▶ Work instructions
Return each entry below word for word, leaving out any image.

▶ Exercise input
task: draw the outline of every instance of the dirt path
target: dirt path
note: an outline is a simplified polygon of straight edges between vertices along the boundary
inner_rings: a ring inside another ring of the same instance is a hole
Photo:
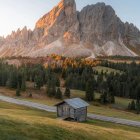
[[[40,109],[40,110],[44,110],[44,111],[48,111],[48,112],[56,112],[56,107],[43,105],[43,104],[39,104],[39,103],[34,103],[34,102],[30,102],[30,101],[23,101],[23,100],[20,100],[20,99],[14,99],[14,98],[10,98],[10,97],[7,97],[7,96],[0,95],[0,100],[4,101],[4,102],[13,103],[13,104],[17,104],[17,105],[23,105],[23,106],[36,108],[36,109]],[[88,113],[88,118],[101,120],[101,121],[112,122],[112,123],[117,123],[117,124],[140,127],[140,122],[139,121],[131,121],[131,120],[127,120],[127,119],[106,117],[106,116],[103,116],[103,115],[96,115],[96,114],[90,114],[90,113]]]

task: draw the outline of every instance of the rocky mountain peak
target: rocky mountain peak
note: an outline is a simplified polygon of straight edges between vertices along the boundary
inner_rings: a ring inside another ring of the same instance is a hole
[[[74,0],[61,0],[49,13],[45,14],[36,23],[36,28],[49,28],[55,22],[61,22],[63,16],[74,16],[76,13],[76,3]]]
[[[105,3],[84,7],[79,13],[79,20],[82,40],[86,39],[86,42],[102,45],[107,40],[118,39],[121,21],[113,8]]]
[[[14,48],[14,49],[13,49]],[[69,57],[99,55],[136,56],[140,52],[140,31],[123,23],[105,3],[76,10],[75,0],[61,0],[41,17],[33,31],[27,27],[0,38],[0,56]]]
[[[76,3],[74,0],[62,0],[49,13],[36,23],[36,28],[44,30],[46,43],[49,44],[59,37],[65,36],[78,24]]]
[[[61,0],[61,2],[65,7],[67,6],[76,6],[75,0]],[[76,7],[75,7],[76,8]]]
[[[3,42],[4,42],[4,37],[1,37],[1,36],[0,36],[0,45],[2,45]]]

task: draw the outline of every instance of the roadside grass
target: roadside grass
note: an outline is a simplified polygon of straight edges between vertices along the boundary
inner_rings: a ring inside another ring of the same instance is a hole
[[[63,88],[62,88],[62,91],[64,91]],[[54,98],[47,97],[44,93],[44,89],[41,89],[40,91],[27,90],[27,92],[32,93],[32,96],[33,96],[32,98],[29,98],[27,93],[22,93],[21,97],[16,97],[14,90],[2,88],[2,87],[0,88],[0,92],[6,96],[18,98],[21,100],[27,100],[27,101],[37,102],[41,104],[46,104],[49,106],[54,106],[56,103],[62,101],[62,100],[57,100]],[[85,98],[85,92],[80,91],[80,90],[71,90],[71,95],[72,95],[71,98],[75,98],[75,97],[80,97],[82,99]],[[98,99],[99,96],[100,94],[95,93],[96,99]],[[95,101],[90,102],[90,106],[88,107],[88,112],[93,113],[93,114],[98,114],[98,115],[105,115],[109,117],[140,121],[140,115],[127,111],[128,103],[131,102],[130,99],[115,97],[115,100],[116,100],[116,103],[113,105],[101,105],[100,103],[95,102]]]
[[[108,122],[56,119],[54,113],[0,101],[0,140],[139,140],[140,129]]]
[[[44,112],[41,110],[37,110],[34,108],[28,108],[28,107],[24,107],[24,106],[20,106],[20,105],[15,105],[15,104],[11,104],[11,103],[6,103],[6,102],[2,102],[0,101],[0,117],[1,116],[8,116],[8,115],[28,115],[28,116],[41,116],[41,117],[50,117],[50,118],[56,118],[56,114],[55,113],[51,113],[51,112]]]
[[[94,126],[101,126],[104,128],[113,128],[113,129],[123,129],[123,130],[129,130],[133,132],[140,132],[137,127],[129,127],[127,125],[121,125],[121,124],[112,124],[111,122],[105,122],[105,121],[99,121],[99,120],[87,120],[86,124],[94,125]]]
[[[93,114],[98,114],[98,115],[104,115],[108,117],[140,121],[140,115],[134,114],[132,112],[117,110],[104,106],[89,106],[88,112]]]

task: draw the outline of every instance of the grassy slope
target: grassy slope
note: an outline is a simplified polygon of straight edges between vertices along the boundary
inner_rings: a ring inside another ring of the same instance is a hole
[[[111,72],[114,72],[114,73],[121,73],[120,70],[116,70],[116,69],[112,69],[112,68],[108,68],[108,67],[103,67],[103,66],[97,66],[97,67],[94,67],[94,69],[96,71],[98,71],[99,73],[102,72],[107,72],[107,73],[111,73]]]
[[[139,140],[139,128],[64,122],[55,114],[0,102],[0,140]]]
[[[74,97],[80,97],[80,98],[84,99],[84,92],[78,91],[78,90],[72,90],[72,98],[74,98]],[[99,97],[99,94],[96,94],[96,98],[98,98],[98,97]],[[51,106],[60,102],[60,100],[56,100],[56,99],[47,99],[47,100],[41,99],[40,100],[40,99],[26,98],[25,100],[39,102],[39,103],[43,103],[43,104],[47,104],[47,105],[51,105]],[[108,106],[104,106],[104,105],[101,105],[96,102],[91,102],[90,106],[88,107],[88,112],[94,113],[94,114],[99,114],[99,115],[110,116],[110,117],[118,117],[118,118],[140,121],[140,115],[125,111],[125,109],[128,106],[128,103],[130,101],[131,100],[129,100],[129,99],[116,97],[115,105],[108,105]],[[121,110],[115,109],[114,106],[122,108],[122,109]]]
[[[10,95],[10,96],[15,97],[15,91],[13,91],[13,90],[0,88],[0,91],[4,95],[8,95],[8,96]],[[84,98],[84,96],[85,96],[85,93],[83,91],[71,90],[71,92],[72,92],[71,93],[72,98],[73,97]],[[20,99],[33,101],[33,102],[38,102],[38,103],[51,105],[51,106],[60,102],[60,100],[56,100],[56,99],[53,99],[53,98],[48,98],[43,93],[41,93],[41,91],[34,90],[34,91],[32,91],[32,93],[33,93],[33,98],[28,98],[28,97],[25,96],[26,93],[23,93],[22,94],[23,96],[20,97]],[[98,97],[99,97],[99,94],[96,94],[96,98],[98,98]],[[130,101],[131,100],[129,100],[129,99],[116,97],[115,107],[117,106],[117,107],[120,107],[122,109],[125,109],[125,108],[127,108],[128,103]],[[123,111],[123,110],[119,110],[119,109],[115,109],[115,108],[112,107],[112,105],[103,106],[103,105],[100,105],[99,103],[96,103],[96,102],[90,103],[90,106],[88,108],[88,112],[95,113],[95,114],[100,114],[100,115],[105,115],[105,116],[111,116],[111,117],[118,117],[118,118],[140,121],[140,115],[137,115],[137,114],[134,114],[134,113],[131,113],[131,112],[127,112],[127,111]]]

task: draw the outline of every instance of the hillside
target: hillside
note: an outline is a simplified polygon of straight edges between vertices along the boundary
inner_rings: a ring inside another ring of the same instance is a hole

▶ Written answer
task: draw the outline of every instance of the dirt path
target: dirt path
note: an outline is a simplified polygon of straight edges between vertices along the boundary
inner_rings: a ring inside another ring of the same instance is a hole
Photo:
[[[40,109],[40,110],[44,110],[44,111],[48,111],[48,112],[56,112],[56,107],[43,105],[43,104],[39,104],[39,103],[34,103],[34,102],[30,102],[30,101],[23,101],[23,100],[20,100],[20,99],[14,99],[14,98],[10,98],[10,97],[7,97],[7,96],[0,95],[0,100],[4,101],[4,102],[13,103],[13,104],[17,104],[17,105],[23,105],[23,106],[36,108],[36,109]],[[88,113],[88,118],[101,120],[101,121],[112,122],[112,123],[117,123],[117,124],[140,127],[140,122],[139,121],[131,121],[131,120],[127,120],[127,119],[106,117],[106,116],[103,116],[103,115],[96,115],[96,114],[90,114],[90,113]]]

task: draw the outline of every instance of the rocky mountain peak
target: rocky mountain peak
note: an outline is a simplified polygon of straight edges between vertices along the boundary
inner_rings: a ring inside another ring of the same instance is a hole
[[[74,0],[61,0],[49,13],[45,14],[36,23],[36,28],[49,28],[55,22],[61,22],[63,16],[74,16],[76,13],[76,3]]]
[[[105,3],[84,7],[79,13],[79,20],[82,40],[86,39],[86,42],[102,45],[107,40],[118,39],[121,21],[113,8]]]
[[[14,48],[14,49],[13,49]],[[69,57],[99,55],[136,56],[140,52],[140,31],[123,23],[105,3],[76,10],[75,0],[61,0],[41,17],[33,31],[27,27],[0,38],[0,56]]]
[[[76,3],[74,0],[62,0],[49,13],[36,23],[36,28],[44,30],[46,43],[49,44],[59,37],[65,36],[78,24]]]
[[[61,0],[61,2],[65,7],[67,6],[76,6],[75,0]],[[76,7],[75,7],[76,8]]]
[[[3,42],[4,42],[4,37],[1,37],[1,36],[0,36],[0,45],[2,45]]]

task: draw the outline of every instance of the roadside grass
target: roadside grass
note: an outline is a simplified polygon of straight edges between vertices along the boundary
inner_rings: a ring inside another ring of the same instance is a hole
[[[63,88],[62,88],[62,91],[64,91]],[[54,98],[47,97],[44,93],[44,89],[41,89],[40,91],[27,90],[27,92],[32,93],[32,96],[33,96],[32,98],[29,98],[27,93],[22,93],[21,97],[16,97],[14,90],[2,88],[2,87],[0,88],[0,92],[6,96],[18,98],[21,100],[27,100],[27,101],[37,102],[41,104],[46,104],[49,106],[54,106],[56,103],[62,101],[62,100],[57,100]],[[85,98],[85,92],[80,91],[80,90],[71,90],[71,95],[72,95],[71,98],[75,98],[75,97],[80,97],[82,99]],[[98,99],[99,96],[100,94],[95,93],[96,99]],[[95,101],[90,102],[90,106],[88,107],[88,112],[93,113],[93,114],[98,114],[98,115],[105,115],[109,117],[140,121],[140,115],[127,111],[128,103],[131,102],[130,99],[115,97],[115,100],[116,100],[116,103],[113,105],[101,105],[100,103],[95,102]]]
[[[108,122],[56,119],[54,113],[0,101],[0,140],[139,140],[140,129]]]
[[[44,112],[41,110],[37,110],[34,108],[28,108],[28,107],[24,107],[24,106],[20,106],[20,105],[15,105],[15,104],[11,104],[11,103],[6,103],[6,102],[2,102],[0,101],[0,117],[1,116],[8,116],[8,115],[28,115],[28,116],[41,116],[41,117],[50,117],[50,118],[56,118],[56,114],[55,113],[51,113],[51,112]]]
[[[94,126],[101,126],[104,128],[113,128],[113,129],[123,129],[123,130],[129,130],[133,132],[140,132],[137,127],[129,127],[127,125],[121,125],[121,124],[112,124],[111,122],[105,122],[105,121],[99,121],[99,120],[87,120],[86,124],[94,125]]]
[[[93,114],[98,114],[98,115],[104,115],[108,117],[140,121],[140,115],[134,114],[132,112],[117,110],[104,106],[89,106],[88,112]]]

task: draw the outline of every instance of the grassy slope
target: grassy slope
note: an outline is a simplified polygon of straight edges between vertices along the boundary
inner_rings: a ring inside another ring of the same instance is a hole
[[[111,72],[114,72],[114,73],[121,73],[120,70],[116,70],[116,69],[112,69],[112,68],[108,68],[108,67],[103,67],[103,66],[97,66],[97,67],[94,67],[94,69],[96,71],[98,71],[99,73],[102,72],[107,72],[107,73],[111,73]]]
[[[139,140],[139,128],[64,122],[55,114],[0,102],[0,140]]]
[[[74,97],[80,97],[80,98],[84,99],[84,92],[78,91],[78,90],[72,90],[72,98],[74,98]],[[99,97],[99,94],[96,94],[96,98],[98,98],[98,97]],[[51,106],[60,102],[60,100],[56,100],[56,99],[47,99],[47,100],[41,99],[40,100],[40,99],[26,98],[25,100],[39,102],[39,103],[43,103],[43,104],[47,104],[47,105],[51,105]],[[108,106],[104,106],[104,105],[101,105],[96,102],[91,102],[90,106],[88,107],[88,112],[94,113],[94,114],[99,114],[99,115],[110,116],[110,117],[118,117],[118,118],[140,121],[140,115],[125,111],[125,109],[128,106],[128,103],[130,101],[131,100],[129,100],[129,99],[116,97],[115,105],[108,105]],[[121,110],[115,109],[114,106],[122,108],[122,109]]]
[[[10,95],[10,96],[15,97],[15,91],[13,91],[13,90],[0,88],[0,91],[4,95],[8,95],[8,96]],[[84,98],[84,96],[85,96],[85,93],[83,91],[71,90],[71,92],[72,92],[71,93],[72,98],[73,97]],[[20,99],[33,101],[33,102],[38,102],[38,103],[51,105],[51,106],[60,102],[60,100],[56,100],[56,99],[53,99],[53,98],[48,98],[43,93],[41,93],[41,91],[34,90],[34,91],[32,91],[32,93],[33,93],[33,98],[28,98],[28,97],[25,96],[26,93],[23,93],[22,94],[23,96],[20,97]],[[98,97],[99,97],[99,94],[96,94],[96,98],[98,98]],[[130,101],[131,100],[129,100],[129,99],[116,97],[115,107],[117,106],[117,107],[120,107],[122,109],[125,109],[125,108],[127,108],[128,103]],[[123,111],[123,110],[119,110],[119,109],[115,109],[115,108],[112,107],[112,105],[103,106],[103,105],[100,105],[99,103],[96,103],[96,102],[90,103],[90,106],[88,108],[88,112],[95,113],[95,114],[100,114],[100,115],[105,115],[105,116],[111,116],[111,117],[118,117],[118,118],[140,121],[140,115],[137,115],[137,114],[134,114],[134,113],[131,113],[131,112],[127,112],[127,111]]]

task: draw the outline of every instance of the hillside
target: hillside
note: an outline is a simplified polygon of straight edges between vertices along the boundary
inner_rings: a ring inside another ring of the same instance is a hole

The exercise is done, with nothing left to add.